*TO BE DONE*
1 – In the Shirley Temple profile, rewrite the passage starting with "Nationality: United States" and going on through "teetered near bankruptcy.", replacing "Depression" with "Great Depression".
2 – According to the Shirley Temple profile, which studio were her movies credited with restoring to profitability?

Shirley TempleAKA Shirley Jane Temple

Born: 23-Apr-1928
Birthplace: Santa Monica, CA
Died: 10-Feb-2014
Location of death: Woodside, CA
Cause of death: Respiratory failure
Remains: Interred, Alta Mesa Memorial Park, Palo Alto, CA

Gender: Female
Race or Ethnicity: White
Sexual orientation: Straight
Occupation: Actor, Diplomat
Party Affiliation: Republican

Nationality: United States
Executive summary: Rebecca of Sunnybrook Farm

Shirley Temple was the most famous child actor in history. From 1936-38, Temple earned more than any other Hollywood star, starring in films that offered an hour and a half of optimism at the height of the Depression. Her movies were credited with restoring the Fox studio to profitability when it had teetered near bankruptcy.

*GIVEN ENTRIES*

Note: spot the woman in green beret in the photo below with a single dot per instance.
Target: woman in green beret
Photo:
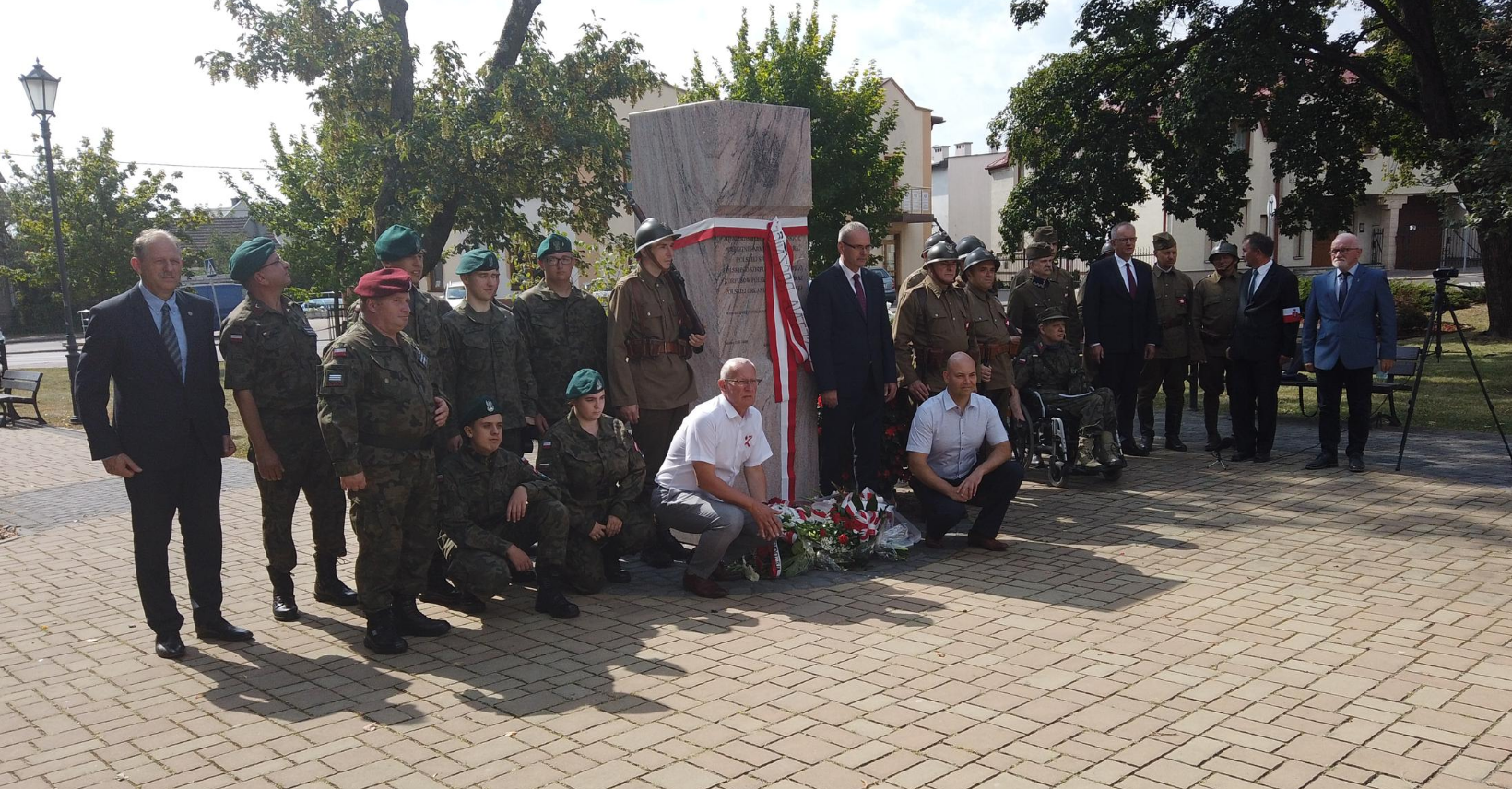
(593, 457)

...

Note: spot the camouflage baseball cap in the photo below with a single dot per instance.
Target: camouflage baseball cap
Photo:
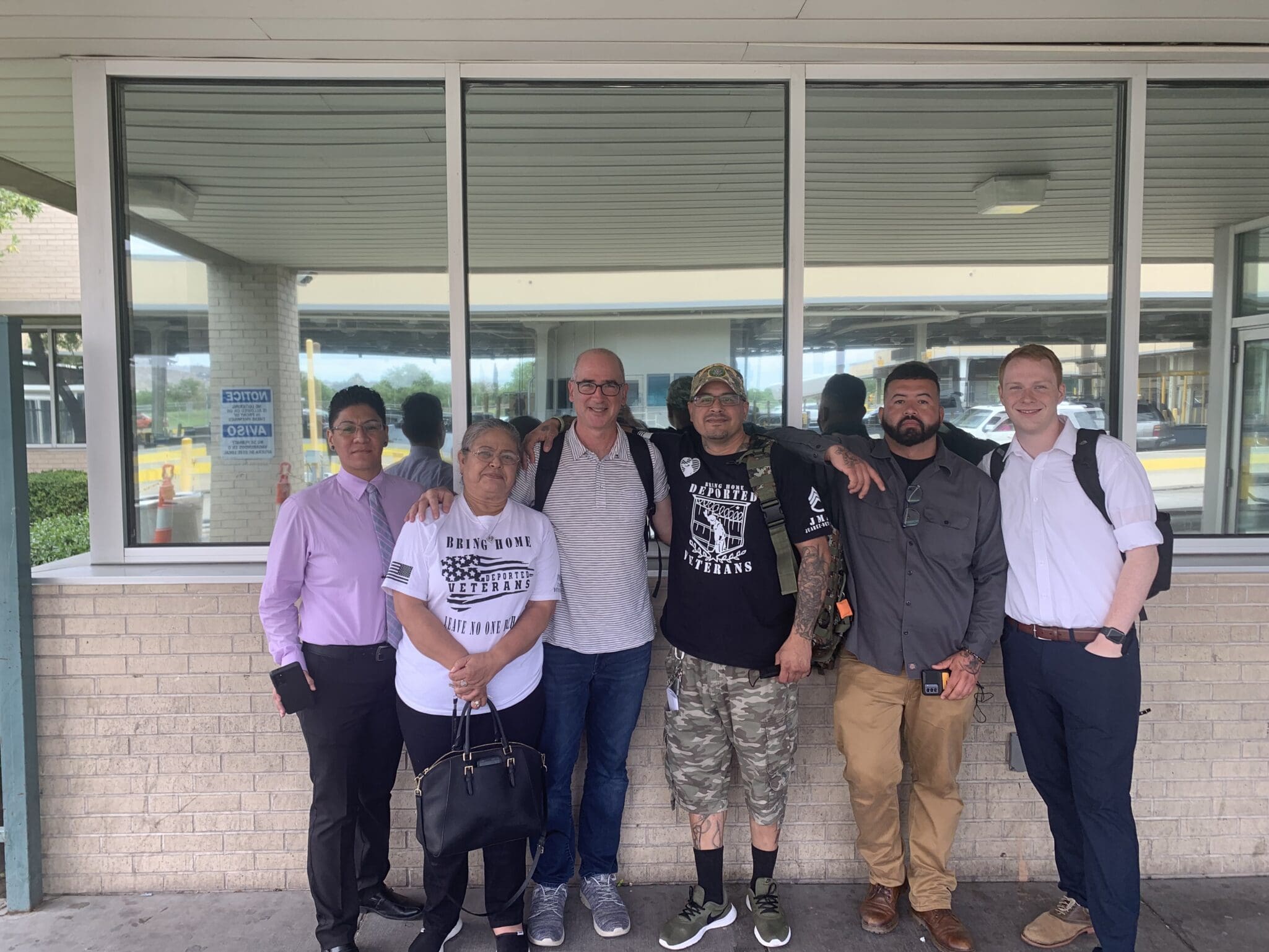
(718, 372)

==

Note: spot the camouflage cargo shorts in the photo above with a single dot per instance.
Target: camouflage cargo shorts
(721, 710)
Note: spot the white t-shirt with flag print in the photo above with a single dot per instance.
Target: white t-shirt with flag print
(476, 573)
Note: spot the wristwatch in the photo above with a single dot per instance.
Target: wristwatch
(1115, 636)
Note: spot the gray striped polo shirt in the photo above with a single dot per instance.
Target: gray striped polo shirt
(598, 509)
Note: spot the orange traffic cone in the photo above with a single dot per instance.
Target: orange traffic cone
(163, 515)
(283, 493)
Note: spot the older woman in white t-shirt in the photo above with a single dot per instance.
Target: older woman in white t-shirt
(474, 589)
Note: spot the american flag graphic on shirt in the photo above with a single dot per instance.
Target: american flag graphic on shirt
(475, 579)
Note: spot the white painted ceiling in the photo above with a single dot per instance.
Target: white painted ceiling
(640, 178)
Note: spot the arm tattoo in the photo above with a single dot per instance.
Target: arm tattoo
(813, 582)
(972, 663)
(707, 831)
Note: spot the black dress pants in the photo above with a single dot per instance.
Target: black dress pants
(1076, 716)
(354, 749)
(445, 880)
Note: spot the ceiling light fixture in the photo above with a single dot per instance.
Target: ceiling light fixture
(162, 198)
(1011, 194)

*PROBLEM SOLUTIONS*
1 –
Nationality: United States
Executive summary: Rebecca of Sunnybrook Farm

Shirley Temple was the most famous child actor in history. From 1936-38, Temple earned more than any other Hollywood star, starring in films that offered an hour and a half of optimism at the height of the Great Depression. Her movies were credited with restoring the Fox studio to profitability when it had teetered near bankruptcy.

2 – The Fox studio